THE PROBLEM: Repeat the stretch of entries below from the line with "For each <instance>, any" through the line with "111L65 95L64 114L37". Include both ends and add nothing.
------------------------------------------------------------------------
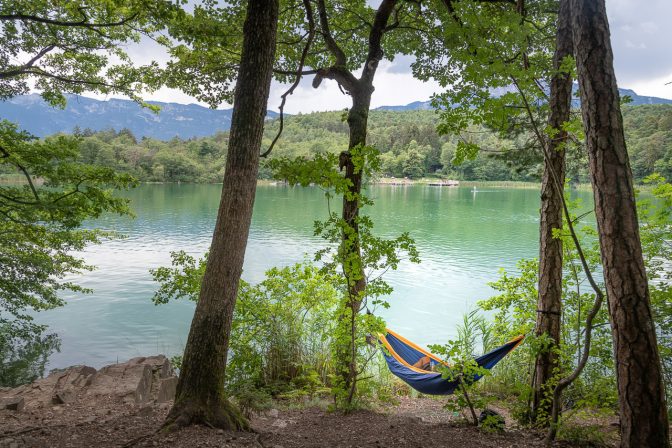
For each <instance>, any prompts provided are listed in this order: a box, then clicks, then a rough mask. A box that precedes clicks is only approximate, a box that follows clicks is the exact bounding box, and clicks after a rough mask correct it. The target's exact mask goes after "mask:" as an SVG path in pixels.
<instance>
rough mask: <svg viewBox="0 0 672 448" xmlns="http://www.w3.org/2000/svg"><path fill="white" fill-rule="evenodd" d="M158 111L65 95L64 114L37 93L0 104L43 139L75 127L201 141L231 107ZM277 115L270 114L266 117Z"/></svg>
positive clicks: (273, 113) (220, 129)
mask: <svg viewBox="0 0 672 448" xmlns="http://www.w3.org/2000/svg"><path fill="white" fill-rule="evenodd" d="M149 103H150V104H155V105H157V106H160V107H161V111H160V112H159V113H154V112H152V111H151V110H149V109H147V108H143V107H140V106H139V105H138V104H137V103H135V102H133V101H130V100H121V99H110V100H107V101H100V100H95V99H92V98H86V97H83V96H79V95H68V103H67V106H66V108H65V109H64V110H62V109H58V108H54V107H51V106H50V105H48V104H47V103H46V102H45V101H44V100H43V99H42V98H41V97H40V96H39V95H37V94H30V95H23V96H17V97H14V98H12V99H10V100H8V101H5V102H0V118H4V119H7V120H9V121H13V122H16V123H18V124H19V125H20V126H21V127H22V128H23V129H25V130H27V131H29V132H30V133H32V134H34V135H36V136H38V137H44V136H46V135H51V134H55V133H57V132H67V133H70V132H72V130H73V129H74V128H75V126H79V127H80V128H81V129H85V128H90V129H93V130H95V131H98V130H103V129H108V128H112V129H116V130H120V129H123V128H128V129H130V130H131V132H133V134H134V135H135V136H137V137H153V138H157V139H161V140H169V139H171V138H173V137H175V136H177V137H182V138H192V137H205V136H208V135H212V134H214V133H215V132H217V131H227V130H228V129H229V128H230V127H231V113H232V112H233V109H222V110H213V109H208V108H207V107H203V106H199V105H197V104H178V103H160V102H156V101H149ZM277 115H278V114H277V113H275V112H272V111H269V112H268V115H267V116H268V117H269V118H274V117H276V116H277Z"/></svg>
------------------------------------------------------------------------
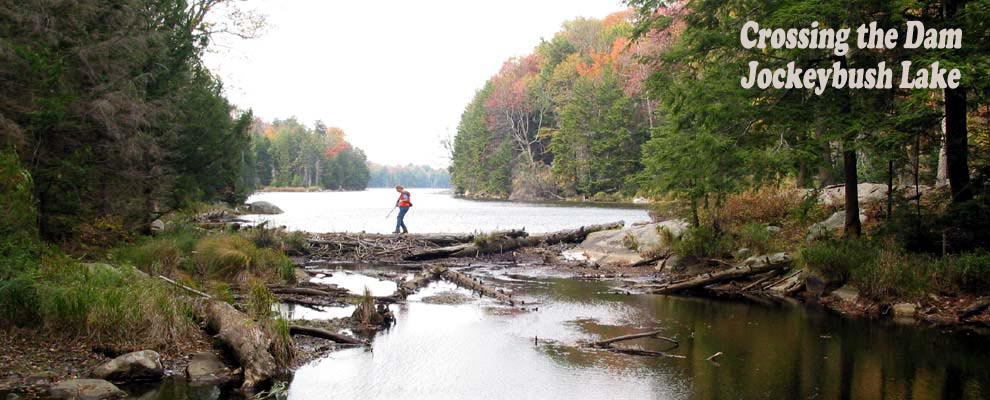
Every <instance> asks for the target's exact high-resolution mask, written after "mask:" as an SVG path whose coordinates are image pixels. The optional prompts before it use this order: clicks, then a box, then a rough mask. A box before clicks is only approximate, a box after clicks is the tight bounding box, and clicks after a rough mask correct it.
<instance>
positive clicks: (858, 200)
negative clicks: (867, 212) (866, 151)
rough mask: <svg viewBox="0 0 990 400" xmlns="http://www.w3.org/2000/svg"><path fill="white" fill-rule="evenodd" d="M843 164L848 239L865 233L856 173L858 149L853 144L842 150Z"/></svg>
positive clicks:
------------------------------------------------------------------------
EXERCISE RESPONSE:
For each <instance>, any prompts provided are listed in this order: a box, then clicks, then a rough mask. A box that precedes clicks is only approximate, a box that follows clicks is the exact bounding box, and clicks after a rough mask correct it. The target's exact mask goes after "mask:" as an SVG path in pixels.
<instance>
rough mask: <svg viewBox="0 0 672 448" xmlns="http://www.w3.org/2000/svg"><path fill="white" fill-rule="evenodd" d="M158 111L65 95L64 114L37 93L0 104L43 139L75 127L201 141L231 107ZM277 115L270 114L266 117Z"/></svg>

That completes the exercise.